### DOCUMENT SEGMENT
▽

The two-day FAST-EM Symposium was held online on 6th and 7th April 2022 by Delmic, discussing the challenges and opportunities for high throughput electron microscopy. Our thanks are extended to all the attendees who supported the event and gave extremely valuable input.
High throughput electron microscopy, in combination with other imaging modalities, will become increasingly important. Hence, the ability to manage and share data will be a must. We were keen for this symposium to be not only a demonstration of FAST-EM system capabilities but also a shared learning event.
If you didn’t have time to attend the event where we dove into the challenges and solutions for high throughput electron microscopy, then here are 12 key takeaways from the days!
1. Interest and usage Volume EM is increasing. Trends analyses suggest that serial sectioning approaches are starting to lead the field in terms of the amount of data that can be obtained.
2. Faster electron microscopy could bridge a gap in multimodal approaches, making it easier to bridge different scales.

△

### ENTRIES PROVIDED
▽

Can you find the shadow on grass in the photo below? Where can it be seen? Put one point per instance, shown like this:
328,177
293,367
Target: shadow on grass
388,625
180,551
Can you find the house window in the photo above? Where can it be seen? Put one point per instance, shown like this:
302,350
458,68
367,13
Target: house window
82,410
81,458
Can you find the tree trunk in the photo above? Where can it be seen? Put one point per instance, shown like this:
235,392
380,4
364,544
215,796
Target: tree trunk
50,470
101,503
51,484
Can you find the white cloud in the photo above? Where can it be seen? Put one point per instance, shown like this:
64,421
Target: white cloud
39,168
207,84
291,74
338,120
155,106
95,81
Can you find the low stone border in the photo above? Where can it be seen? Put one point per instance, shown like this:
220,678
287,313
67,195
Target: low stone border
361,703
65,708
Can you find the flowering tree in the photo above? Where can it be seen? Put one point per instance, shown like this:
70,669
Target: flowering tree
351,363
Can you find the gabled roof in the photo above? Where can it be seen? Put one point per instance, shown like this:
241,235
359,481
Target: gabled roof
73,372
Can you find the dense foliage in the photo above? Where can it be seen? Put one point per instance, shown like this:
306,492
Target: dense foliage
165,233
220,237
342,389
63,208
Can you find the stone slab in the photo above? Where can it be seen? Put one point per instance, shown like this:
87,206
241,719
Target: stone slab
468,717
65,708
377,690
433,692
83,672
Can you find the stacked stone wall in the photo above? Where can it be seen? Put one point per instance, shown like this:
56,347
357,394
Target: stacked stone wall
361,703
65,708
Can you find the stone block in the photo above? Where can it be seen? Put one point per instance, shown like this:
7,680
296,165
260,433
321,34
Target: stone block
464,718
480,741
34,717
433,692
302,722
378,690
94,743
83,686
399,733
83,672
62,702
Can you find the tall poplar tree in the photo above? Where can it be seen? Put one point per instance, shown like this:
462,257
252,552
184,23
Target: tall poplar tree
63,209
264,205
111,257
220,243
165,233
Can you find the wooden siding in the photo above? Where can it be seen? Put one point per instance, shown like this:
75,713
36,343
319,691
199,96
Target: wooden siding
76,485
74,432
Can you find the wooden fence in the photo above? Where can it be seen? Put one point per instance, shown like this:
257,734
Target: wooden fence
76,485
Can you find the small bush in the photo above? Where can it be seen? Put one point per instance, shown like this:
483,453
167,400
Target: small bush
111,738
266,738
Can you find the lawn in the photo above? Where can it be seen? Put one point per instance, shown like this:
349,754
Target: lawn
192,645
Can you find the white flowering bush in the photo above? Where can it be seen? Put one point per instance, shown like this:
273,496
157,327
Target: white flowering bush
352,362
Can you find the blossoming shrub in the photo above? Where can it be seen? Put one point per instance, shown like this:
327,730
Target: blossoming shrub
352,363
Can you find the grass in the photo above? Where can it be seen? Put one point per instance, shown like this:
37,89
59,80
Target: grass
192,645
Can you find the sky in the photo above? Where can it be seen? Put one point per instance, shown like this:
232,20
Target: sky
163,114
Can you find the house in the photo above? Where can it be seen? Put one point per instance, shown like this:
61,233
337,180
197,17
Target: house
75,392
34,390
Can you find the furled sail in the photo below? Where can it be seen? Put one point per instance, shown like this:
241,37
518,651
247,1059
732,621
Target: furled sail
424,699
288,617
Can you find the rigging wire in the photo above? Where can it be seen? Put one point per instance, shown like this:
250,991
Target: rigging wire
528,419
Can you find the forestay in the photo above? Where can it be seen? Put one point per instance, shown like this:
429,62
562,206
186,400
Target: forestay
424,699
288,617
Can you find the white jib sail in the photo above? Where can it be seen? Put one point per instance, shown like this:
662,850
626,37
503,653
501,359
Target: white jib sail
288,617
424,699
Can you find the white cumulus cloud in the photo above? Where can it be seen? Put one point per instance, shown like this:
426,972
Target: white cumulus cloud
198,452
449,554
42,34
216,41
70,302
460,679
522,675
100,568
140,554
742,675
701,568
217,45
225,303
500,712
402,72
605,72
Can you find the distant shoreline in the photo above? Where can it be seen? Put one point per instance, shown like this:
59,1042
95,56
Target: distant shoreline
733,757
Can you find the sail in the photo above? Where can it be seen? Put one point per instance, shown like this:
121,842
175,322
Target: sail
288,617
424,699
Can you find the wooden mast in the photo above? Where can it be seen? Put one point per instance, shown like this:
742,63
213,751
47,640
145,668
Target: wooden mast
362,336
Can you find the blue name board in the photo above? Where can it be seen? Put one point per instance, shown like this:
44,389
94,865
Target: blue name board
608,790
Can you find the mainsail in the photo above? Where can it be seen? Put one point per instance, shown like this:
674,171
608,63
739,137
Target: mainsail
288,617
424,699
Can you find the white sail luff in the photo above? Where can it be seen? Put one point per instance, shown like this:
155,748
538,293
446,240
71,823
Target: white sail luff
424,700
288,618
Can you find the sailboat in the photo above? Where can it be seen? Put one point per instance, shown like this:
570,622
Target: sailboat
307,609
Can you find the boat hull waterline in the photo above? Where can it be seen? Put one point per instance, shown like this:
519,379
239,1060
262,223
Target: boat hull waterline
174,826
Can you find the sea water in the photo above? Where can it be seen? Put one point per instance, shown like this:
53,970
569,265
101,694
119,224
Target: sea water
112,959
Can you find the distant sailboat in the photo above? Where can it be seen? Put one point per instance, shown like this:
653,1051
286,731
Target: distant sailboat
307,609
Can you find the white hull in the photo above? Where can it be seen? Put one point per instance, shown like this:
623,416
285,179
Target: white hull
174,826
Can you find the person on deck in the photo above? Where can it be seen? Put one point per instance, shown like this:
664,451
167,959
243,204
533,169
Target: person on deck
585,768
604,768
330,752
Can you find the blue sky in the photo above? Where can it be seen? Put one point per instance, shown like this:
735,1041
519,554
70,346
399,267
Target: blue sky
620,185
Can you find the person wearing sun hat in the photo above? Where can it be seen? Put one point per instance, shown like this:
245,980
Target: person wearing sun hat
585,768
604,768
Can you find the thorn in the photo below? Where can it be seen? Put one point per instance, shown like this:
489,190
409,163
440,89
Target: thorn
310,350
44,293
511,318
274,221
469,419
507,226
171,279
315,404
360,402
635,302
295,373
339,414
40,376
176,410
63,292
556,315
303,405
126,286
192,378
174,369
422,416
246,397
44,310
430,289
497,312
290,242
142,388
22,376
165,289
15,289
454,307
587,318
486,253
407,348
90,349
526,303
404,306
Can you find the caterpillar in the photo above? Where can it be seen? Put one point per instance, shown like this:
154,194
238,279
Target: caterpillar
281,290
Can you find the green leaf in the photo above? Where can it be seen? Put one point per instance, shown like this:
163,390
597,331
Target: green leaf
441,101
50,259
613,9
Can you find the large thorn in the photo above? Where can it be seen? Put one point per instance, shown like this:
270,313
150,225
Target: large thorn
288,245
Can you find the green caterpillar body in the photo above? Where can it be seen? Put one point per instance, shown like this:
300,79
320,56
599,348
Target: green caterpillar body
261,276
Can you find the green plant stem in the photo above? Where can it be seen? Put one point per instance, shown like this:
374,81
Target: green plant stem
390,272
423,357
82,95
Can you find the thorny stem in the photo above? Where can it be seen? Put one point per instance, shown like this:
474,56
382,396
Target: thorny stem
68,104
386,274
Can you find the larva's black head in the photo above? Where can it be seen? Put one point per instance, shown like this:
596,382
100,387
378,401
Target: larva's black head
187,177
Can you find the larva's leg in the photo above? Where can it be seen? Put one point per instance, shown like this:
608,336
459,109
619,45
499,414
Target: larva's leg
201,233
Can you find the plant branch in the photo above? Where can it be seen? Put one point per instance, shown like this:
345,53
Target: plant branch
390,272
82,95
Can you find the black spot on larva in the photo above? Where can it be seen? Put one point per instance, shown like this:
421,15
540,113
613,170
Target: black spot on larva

△

### TASK INSTRUCTIONS
[A] According to the FAST-EM symposium summary, on which dates was the symposium held online?
[B] Extend the FAST-EM symposium summary, picking up after its final sentence.
The listing was drawn from a separate source and is unrelated to the symposium summary.

### EXPECTED ANSWERS
[A] It was held online on 6th and 7th April 2022.

[B]
3. The general feeling is that ‘more data is better’, both in EM and with new multimodal approaches. More data would allow for broader analyses, more certainty in drawing conclusions, and can even open up new approaches such as ‘time snapshots’
4. We need smarter ways of analyzing and storing data. Scaling up on image data is only as meaningful as suitable automated analysis is available.
5. What to do with raw data is complicated, as the desire to interrogate it with many different types of analyses has to be weighed against the sheer cost and complexity of storing and maintaining it. On top of this, the data quality and automated analysis (machine learning) have to match each other in order to get the best performance.
6. Best practices for newly collected data are not only making it available for sharing but also standardizing annotations.
7. The amount of (phenotypical) variation between samples/individuals is so large that the question of what constitutes a ‘reference database’ requires more work.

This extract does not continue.